§ **Exercise description**
Nothing but the lines from the one containing "Target: potato skin" to the end of the data should be returned, each exactly as written.

§ **Records**
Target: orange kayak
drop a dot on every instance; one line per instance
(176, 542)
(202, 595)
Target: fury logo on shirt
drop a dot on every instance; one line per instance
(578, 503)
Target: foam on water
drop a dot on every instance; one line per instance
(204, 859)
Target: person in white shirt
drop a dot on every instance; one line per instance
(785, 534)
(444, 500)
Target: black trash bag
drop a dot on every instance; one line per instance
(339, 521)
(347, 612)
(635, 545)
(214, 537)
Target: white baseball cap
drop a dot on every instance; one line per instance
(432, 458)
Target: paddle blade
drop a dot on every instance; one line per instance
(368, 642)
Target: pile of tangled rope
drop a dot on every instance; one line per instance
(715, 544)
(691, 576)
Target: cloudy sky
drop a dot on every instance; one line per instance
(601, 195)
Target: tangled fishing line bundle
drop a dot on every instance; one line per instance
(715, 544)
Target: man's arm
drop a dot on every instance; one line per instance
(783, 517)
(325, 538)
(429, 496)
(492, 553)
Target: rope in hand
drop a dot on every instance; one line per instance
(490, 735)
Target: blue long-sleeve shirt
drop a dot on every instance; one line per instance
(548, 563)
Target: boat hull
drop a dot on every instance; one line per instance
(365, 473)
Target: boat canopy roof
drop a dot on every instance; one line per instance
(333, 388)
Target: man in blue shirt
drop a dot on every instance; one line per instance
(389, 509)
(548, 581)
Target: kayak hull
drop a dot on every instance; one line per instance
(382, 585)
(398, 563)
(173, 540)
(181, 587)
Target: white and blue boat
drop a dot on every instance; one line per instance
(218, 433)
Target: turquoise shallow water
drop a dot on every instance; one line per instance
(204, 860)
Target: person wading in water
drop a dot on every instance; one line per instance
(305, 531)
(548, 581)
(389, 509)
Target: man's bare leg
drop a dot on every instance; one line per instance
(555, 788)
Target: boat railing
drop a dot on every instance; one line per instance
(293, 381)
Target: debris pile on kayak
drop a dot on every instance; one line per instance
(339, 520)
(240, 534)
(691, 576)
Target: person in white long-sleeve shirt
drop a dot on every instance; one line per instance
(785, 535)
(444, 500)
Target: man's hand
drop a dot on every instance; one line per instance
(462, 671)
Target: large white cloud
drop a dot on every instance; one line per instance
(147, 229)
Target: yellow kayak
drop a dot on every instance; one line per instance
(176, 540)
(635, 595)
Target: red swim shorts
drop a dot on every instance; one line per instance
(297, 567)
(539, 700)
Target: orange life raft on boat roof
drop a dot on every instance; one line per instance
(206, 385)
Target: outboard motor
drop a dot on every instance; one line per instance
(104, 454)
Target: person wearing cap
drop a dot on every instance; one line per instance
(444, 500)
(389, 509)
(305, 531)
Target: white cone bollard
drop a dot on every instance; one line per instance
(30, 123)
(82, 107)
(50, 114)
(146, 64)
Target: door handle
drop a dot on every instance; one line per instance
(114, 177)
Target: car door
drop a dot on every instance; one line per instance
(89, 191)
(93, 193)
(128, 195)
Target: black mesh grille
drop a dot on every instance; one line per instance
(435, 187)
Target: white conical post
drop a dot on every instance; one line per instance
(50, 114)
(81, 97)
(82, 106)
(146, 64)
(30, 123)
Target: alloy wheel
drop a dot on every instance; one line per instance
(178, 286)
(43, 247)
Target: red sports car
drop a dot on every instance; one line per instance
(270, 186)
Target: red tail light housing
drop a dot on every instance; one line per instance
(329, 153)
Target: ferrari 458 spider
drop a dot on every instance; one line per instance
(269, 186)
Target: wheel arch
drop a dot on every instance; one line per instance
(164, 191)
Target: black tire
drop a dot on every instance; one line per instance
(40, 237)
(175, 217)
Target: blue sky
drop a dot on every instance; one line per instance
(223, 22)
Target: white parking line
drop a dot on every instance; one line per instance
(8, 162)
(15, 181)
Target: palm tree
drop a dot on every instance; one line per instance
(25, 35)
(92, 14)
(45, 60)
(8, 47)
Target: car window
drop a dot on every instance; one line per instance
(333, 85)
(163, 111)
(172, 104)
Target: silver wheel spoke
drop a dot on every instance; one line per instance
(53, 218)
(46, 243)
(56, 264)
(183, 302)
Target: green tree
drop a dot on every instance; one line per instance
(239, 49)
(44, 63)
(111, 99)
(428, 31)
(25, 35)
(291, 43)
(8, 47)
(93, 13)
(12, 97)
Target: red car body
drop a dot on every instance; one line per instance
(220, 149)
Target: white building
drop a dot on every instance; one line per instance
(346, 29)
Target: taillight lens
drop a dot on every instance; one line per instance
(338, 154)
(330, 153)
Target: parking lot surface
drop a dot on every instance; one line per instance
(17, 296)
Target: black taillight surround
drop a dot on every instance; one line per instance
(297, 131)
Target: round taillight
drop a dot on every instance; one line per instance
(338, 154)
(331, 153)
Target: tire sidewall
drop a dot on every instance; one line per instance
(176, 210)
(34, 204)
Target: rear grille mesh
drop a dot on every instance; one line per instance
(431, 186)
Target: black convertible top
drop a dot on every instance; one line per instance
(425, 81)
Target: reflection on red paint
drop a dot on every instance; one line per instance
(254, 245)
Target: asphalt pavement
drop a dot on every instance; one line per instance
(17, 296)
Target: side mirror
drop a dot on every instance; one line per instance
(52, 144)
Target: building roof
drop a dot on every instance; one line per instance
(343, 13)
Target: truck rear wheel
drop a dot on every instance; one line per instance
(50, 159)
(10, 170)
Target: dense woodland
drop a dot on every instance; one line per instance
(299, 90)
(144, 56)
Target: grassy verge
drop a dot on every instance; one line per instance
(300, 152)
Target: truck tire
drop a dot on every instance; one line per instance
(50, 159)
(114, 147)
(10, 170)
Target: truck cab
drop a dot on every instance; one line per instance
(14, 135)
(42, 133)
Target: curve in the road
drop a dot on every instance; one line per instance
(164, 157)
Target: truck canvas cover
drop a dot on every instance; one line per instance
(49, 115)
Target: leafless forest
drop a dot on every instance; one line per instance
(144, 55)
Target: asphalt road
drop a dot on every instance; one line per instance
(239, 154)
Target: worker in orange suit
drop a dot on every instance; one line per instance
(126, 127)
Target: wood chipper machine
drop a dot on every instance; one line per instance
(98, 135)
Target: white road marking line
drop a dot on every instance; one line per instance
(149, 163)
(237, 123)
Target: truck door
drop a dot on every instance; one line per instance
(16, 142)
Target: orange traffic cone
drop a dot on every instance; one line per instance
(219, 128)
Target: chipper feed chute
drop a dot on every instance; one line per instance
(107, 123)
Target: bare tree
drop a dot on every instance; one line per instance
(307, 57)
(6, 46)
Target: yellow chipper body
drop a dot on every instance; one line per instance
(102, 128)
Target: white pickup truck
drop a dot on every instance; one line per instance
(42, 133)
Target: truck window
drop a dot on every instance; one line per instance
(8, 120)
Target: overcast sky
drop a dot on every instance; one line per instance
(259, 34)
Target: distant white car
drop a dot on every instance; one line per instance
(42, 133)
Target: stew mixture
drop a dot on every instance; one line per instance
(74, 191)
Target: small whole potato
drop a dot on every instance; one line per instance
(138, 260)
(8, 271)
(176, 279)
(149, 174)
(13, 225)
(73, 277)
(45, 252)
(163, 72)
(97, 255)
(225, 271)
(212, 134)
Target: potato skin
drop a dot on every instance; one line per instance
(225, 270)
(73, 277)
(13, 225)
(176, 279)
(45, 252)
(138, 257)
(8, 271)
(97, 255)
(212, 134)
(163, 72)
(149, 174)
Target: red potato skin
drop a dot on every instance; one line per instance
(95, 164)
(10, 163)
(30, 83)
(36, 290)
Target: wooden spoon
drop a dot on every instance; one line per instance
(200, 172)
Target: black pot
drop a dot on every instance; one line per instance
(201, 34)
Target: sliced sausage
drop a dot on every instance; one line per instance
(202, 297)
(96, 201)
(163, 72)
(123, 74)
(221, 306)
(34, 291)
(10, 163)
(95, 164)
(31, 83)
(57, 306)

§ **The reply**
Target: potato skin
drop a dot on every instance; one line per instance
(225, 270)
(73, 277)
(13, 225)
(176, 279)
(45, 252)
(138, 257)
(8, 271)
(97, 255)
(212, 134)
(163, 72)
(149, 174)
Target: red potato skin
drop a dot on every instance; one line per instance
(95, 164)
(10, 163)
(30, 83)
(36, 290)
Target: wooden spoon
drop a dot on every instance; one line per instance
(200, 172)
Target: black pot
drop a dot on every instance; one line per instance
(201, 34)
Target: sliced sausage
drop a dot on every instance; one line per instance
(202, 297)
(96, 201)
(163, 72)
(123, 74)
(221, 306)
(34, 291)
(10, 163)
(95, 164)
(31, 83)
(57, 306)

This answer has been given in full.